■ **EXTRACTO SELECCIONADO**:
/---

Alex Callinicos
Contra el
postmodernismo - 0
Capítulo 6 -
Epílogo
El hombre ha muerto,
pero su espíritu vive.
Lema de los huelguistas negros,
Durban, Sudáfrica, 1973
Marx y Freud son las
dos grandes figuras de la Ilustración radicalizada. Ambos
descubrieron el lado oscuro del imperio de la razón de los
philosophes. Marx reveló la explotación y la opresión sin la cual
el progreso de la sociedad burguesa habría sido imposible, y Freud
disolvió la transparencia de la razón al demostrar que el yo
consciente de sí mismo es un producto de la historia del deseo y de
la represión cuyos efectos están almacenados todavía en el
inconsciente. Después de sus obras, la teoría ya no podía
concebirse, sencilla y llanamente, como la contemplación
desinteresada de verdades eternas, según se hacía desde Platón.1
Pero ni Marx ni Freud fueron más allá, como lo hizo Nietzsche, quien
redujo la razón a la expresión de intereses, a una forma más de la
voluntad de poder.

\---

■ **TAREA BREVE A**:
Según el extracto seleccionado, ¿quiénes son las dos grandes figuras de la Ilustración radicalizada?

■ **DATOS DE TRABAJO**:

/---

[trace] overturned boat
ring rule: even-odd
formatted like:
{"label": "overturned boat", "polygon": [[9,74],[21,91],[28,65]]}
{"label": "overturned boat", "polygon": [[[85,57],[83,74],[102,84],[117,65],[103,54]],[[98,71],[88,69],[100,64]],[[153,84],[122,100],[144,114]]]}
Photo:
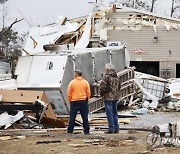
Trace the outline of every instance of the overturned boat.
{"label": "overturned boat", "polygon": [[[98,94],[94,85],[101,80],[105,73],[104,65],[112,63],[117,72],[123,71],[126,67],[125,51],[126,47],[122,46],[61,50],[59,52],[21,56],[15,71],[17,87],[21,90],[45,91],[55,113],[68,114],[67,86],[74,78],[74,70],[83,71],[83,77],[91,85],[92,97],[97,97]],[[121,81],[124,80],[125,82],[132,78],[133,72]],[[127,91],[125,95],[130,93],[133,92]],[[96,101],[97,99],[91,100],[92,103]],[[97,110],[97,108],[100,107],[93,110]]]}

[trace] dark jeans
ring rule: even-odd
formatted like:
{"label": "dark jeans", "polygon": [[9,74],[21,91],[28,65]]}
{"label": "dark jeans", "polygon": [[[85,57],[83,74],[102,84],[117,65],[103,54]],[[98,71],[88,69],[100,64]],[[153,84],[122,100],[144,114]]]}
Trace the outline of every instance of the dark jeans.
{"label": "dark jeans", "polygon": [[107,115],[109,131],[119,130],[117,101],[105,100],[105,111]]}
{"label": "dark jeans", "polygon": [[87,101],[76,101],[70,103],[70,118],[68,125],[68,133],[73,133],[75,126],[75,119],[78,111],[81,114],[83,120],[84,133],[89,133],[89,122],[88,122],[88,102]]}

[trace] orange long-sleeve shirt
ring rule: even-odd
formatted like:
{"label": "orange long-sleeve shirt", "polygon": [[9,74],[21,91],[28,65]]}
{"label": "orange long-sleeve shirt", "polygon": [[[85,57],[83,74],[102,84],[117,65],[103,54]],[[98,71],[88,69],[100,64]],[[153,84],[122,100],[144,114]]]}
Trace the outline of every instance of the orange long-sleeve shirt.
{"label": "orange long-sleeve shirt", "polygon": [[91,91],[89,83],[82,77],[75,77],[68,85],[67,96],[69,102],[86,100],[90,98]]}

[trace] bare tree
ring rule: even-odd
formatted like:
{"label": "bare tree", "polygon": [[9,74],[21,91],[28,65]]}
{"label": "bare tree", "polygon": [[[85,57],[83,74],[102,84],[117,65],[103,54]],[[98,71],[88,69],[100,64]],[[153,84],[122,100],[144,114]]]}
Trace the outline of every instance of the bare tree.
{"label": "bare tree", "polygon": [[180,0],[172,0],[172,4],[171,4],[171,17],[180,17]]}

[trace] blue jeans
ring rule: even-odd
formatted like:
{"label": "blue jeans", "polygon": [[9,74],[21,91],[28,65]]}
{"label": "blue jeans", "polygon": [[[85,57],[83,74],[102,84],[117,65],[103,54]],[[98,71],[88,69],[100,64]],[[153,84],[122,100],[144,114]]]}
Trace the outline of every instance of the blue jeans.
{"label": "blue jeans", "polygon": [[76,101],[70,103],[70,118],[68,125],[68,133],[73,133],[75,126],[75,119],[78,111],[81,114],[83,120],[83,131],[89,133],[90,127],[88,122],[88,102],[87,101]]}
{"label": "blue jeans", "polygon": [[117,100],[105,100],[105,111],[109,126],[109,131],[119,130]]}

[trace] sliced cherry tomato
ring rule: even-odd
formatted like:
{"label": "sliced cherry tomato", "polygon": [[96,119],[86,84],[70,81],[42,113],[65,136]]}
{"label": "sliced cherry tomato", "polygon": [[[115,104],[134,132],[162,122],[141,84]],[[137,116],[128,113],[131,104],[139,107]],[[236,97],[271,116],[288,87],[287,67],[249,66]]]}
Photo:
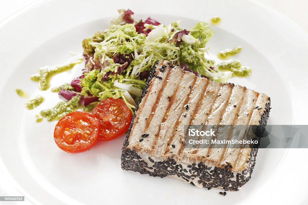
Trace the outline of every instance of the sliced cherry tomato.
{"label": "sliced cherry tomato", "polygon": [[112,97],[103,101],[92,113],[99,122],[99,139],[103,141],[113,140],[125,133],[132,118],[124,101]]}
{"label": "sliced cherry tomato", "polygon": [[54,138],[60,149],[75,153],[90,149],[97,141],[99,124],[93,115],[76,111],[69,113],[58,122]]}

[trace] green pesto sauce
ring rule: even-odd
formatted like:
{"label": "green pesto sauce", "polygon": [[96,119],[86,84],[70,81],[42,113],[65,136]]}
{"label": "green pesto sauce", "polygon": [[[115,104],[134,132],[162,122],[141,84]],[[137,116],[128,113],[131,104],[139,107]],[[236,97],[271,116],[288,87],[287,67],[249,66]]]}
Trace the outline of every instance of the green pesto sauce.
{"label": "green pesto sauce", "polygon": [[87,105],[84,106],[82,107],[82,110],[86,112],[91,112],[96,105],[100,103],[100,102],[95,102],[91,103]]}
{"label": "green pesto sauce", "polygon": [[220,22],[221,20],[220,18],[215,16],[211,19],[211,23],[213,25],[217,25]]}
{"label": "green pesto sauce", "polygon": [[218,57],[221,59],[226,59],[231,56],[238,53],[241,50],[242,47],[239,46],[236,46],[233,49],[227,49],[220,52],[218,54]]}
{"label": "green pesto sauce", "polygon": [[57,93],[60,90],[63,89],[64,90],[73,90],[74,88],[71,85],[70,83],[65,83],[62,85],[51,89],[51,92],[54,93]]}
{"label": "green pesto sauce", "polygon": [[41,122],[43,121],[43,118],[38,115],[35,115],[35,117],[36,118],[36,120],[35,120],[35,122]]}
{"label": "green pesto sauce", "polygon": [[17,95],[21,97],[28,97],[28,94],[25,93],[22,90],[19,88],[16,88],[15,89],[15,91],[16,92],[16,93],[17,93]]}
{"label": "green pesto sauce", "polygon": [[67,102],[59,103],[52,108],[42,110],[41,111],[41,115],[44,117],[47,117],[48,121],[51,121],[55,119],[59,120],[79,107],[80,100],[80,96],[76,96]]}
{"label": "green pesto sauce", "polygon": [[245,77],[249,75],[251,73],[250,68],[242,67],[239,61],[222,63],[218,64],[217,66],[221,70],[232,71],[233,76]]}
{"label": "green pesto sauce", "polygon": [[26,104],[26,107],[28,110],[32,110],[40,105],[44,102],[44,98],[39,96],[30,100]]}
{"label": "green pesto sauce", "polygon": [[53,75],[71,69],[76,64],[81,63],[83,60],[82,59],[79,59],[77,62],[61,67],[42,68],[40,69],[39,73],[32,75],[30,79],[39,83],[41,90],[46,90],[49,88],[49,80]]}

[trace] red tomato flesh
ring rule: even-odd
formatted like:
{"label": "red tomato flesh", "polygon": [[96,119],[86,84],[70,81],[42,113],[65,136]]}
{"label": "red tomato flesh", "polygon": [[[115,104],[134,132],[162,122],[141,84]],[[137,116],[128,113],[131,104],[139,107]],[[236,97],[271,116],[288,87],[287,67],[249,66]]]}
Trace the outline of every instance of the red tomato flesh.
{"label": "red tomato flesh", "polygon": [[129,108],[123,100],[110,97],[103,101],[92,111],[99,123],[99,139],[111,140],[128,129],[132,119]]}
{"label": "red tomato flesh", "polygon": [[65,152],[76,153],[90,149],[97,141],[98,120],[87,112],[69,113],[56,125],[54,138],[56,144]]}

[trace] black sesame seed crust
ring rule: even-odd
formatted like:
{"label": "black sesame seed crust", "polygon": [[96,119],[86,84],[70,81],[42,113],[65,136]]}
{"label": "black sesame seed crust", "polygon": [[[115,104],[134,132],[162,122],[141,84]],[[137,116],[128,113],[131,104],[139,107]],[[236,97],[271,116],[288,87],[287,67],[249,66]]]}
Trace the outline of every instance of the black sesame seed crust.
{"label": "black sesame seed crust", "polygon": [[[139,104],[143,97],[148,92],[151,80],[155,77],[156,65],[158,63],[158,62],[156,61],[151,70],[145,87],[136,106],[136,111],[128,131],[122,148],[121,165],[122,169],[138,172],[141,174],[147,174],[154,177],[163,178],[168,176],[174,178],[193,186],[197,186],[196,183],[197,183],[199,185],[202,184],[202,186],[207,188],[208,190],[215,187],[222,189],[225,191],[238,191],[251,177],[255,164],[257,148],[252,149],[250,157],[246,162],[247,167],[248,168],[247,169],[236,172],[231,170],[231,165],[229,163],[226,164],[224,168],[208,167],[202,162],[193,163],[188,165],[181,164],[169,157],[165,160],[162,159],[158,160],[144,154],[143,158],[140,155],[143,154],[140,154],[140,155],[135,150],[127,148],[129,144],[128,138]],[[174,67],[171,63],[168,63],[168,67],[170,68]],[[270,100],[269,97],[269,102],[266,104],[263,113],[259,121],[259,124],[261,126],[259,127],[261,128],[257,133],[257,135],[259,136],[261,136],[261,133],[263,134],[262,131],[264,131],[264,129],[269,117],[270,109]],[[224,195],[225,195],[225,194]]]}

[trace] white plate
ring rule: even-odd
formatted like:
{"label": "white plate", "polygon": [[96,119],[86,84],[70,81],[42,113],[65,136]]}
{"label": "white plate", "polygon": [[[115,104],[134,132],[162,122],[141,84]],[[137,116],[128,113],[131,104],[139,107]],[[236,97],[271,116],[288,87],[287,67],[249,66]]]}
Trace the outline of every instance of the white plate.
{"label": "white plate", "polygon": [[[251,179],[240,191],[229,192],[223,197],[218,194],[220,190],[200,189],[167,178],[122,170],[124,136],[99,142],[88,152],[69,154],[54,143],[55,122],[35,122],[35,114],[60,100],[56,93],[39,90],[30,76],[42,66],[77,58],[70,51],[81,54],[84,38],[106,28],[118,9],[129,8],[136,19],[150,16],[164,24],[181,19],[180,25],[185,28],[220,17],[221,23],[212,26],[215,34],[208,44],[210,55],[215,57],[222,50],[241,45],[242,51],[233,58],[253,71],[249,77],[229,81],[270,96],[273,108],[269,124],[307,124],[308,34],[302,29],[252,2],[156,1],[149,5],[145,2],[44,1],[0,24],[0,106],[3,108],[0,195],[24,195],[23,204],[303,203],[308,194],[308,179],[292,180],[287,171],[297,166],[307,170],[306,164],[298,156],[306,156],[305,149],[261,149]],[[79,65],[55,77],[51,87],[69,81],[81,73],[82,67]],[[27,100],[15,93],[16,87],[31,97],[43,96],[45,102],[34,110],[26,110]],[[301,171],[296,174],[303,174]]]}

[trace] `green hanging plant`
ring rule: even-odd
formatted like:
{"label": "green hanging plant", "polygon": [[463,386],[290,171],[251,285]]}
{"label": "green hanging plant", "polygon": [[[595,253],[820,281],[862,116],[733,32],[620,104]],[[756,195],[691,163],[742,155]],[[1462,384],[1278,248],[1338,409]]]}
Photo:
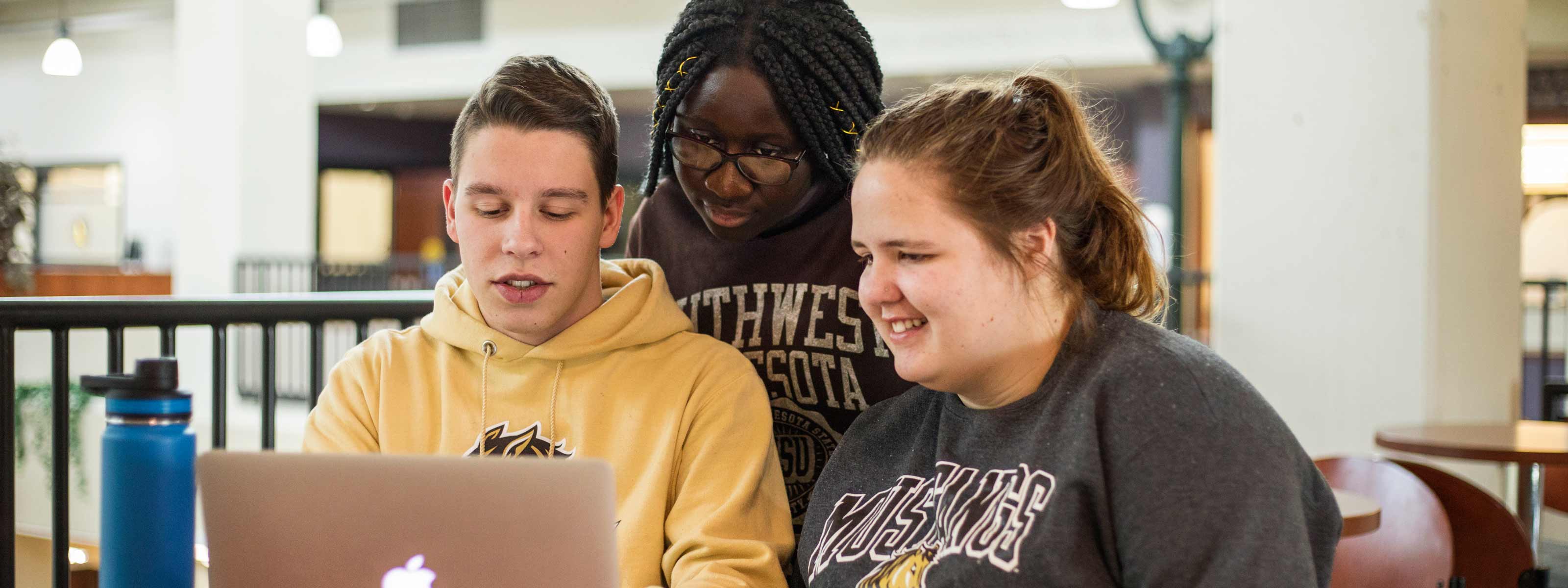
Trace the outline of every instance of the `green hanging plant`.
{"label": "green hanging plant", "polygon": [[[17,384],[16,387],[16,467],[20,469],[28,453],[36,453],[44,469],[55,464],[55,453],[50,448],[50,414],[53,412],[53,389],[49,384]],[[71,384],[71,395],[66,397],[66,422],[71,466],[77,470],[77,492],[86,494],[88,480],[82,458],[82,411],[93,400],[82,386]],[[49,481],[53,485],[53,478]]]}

\---

■ **TAREA BREVE B**:
Filtre el listado y copie cada línea que contenga la cadena "outline", teniendo en cuenta mayúsculas y minúsculas.

■ **RESPUESTA A**:
Marx y Freud.

■ **RESPUESTA B**:
Trace the outline of every instance of the overturned boat.
Trace the outline of every instance of the dark jeans.
Trace the outline of every instance of the orange long-sleeve shirt.
Trace the outline of every instance of the bare tree.
Trace the outline of every instance of the blue jeans.
Trace the outline of every instance of the sliced cherry tomato.
Trace the outline of every instance of the green pesto sauce.
Trace the outline of every instance of the red tomato flesh.
Trace the outline of every instance of the black sesame seed crust.
Trace the outline of every instance of the white plate.
Trace the outline of every instance of the `green hanging plant`.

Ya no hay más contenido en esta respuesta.